— PROBLEM DETAILS —
Output only the lines from the start of the entries through the line holding "Identify the mossy". Each line must match the original exactly.

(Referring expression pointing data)
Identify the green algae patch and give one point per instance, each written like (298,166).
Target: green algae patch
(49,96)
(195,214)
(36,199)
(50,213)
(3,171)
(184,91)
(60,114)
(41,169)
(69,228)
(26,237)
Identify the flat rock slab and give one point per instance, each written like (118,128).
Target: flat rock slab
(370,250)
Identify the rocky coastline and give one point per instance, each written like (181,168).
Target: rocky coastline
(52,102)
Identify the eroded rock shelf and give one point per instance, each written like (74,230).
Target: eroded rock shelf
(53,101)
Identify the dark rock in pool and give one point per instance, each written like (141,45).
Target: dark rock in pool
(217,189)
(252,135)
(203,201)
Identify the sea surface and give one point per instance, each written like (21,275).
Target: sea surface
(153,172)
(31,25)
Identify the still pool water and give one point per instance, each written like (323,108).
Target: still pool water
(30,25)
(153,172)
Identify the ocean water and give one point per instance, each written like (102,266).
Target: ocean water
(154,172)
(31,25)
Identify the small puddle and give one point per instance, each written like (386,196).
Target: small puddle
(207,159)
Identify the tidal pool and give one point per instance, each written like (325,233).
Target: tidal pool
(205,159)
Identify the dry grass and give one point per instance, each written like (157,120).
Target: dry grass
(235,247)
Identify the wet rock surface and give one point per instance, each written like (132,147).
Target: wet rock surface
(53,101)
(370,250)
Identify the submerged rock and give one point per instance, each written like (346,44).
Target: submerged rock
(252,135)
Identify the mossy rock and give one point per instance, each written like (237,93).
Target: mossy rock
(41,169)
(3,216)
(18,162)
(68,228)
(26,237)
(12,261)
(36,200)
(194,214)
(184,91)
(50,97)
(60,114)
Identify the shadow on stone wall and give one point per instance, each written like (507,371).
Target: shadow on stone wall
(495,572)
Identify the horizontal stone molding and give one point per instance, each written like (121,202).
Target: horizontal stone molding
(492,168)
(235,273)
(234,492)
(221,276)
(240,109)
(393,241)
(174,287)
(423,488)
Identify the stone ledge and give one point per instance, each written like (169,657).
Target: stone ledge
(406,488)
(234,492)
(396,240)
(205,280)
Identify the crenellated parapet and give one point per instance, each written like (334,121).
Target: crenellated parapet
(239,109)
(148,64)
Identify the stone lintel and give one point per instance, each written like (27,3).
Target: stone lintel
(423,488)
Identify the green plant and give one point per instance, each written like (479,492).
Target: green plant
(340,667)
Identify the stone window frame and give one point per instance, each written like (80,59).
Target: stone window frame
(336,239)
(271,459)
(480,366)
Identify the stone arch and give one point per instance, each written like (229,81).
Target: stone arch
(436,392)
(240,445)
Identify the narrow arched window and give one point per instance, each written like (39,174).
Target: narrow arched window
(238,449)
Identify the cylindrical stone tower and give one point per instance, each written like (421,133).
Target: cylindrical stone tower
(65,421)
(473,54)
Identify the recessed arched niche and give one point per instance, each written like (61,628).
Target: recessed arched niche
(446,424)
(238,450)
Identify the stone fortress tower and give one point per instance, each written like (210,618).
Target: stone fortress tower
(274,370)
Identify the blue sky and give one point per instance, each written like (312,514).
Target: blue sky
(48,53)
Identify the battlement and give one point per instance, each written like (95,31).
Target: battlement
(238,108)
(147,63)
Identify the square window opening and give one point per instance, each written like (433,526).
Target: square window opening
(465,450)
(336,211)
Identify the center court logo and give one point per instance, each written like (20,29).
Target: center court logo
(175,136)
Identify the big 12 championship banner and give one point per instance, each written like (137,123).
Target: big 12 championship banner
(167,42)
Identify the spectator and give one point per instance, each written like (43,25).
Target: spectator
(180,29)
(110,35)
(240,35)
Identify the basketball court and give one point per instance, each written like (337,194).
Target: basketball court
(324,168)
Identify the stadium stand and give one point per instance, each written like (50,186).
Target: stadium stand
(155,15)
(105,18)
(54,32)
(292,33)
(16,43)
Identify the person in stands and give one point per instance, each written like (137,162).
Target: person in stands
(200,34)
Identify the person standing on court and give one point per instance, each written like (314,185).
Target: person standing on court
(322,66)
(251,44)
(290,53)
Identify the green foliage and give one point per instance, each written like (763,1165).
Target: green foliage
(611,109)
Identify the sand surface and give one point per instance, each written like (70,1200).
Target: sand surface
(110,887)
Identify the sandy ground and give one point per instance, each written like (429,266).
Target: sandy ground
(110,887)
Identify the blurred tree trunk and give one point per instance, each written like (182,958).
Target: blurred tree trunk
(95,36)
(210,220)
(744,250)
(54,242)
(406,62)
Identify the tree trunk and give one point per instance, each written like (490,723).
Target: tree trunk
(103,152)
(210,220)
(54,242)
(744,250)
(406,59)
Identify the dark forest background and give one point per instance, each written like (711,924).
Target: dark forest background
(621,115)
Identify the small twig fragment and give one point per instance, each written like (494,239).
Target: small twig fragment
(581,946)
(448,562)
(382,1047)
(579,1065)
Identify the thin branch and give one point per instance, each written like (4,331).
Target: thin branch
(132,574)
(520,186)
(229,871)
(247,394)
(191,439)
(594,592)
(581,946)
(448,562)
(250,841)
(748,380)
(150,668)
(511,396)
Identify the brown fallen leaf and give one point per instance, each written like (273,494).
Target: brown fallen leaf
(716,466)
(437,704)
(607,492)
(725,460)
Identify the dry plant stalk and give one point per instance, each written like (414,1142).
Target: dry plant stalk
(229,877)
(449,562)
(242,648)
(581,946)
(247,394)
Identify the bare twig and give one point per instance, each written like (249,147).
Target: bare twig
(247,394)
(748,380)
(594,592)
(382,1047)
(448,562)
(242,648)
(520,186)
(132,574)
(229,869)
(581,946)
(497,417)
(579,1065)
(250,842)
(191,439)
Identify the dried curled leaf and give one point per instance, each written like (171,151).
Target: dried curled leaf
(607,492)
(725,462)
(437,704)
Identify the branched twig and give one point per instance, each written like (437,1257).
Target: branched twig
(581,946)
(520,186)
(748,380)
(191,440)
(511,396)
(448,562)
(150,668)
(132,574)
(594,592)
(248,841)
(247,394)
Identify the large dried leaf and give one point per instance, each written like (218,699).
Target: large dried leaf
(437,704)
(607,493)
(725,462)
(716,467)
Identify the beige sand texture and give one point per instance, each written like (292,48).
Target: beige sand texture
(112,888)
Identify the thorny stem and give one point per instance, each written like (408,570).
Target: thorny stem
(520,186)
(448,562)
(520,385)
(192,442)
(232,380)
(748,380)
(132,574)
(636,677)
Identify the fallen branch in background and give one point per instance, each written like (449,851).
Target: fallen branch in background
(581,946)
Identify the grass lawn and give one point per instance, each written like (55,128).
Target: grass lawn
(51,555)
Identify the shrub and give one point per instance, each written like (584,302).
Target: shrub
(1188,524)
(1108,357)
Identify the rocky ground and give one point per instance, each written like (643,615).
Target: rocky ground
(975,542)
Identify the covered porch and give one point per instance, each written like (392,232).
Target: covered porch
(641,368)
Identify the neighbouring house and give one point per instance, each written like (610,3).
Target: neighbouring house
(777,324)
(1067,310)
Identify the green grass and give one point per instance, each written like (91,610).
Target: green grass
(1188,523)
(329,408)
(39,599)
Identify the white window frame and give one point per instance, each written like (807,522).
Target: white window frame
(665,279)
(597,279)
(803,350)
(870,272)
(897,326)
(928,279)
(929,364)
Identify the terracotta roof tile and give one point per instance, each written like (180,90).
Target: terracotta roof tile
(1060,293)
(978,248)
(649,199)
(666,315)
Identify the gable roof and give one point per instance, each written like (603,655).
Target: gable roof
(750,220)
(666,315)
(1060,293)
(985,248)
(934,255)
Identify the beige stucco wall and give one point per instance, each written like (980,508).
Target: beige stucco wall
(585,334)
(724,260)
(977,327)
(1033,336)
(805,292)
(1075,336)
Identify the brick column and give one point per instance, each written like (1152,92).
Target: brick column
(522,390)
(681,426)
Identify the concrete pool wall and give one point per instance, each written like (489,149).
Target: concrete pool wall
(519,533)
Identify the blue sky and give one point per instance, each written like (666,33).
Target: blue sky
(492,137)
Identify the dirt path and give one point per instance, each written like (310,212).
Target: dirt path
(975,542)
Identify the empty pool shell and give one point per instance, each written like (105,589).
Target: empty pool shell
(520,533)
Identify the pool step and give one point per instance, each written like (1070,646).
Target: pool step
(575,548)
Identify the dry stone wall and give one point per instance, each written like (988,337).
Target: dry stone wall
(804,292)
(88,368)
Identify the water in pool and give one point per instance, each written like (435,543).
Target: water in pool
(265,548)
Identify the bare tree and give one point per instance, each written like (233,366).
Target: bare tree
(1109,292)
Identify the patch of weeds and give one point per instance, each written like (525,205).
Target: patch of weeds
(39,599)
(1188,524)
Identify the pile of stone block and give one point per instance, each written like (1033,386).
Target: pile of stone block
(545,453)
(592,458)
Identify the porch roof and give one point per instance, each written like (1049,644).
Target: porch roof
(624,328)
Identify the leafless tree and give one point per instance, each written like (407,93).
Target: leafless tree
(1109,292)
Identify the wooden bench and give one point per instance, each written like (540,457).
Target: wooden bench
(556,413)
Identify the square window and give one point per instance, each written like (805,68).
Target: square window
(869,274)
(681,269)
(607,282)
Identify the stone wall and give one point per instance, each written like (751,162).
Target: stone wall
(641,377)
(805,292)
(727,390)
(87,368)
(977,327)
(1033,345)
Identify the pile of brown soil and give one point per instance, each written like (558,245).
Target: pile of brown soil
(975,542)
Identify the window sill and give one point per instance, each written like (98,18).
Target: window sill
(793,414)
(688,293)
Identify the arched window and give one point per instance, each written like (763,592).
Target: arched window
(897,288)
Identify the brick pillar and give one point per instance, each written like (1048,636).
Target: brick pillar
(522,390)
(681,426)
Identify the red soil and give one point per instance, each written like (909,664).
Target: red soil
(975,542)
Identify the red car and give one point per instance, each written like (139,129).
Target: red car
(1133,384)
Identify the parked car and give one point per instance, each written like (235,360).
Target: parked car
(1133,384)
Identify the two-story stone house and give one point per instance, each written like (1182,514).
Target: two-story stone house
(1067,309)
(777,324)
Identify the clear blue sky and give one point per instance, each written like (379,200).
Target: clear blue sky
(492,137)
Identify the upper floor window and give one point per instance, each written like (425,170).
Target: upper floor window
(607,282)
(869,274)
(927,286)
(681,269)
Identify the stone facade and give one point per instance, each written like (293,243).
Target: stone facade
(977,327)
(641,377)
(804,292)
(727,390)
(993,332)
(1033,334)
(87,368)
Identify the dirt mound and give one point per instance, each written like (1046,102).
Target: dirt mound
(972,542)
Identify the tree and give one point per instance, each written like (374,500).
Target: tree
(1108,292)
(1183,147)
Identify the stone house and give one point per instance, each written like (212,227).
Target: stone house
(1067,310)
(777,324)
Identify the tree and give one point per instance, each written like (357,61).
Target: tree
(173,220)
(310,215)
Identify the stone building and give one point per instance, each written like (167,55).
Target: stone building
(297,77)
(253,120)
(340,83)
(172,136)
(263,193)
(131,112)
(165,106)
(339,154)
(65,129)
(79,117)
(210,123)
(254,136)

— WRITTEN SOLUTION —
Identify the green algae patch and give one point per instance, each written like (298,166).
Target: green algae patch
(49,96)
(195,214)
(36,199)
(50,213)
(3,171)
(184,91)
(60,114)
(41,169)
(69,228)
(26,237)
Identify the flat rock slab and give one point per instance, each written like (118,128).
Target: flat rock slab
(370,250)
Identify the rocky coastline and give one point per instance, each written like (181,168).
Target: rocky coastline
(52,102)
Identify the eroded rock shelf and give one point per instance, each written like (74,230).
Target: eroded rock shelf
(53,101)
Identify the dark rock in pool and give one point per instance, each written like (141,45).
Target: dark rock in pool
(217,189)
(252,135)
(203,201)
Identify the sea surface and give one point per instance, each written like (21,275).
Target: sea surface
(153,172)
(31,25)
Identify the still pool water and give one point per instance, each written like (323,108).
Target: still pool water
(30,25)
(153,172)
Identify the ocean water and give one point per instance, each written like (102,266).
Target: ocean water
(154,172)
(31,25)
Identify the small puddle and give one point per instance, each written like (386,196).
Target: small puddle
(207,159)
Identify the tidal pool and give one point per instance, each written like (325,233).
Target: tidal pool
(205,159)
Identify the dry grass and give one point per instance, each written like (157,120).
Target: dry grass
(235,247)
Identify the wet rock surface and give one point per instance, each written like (132,147).
Target: wet rock surface
(53,101)
(370,250)
Identify the submerged rock and give one point per instance, each written like (346,44).
Target: submerged rock
(252,135)
Identify the mossy rock and give one point per instance, each written like (237,93).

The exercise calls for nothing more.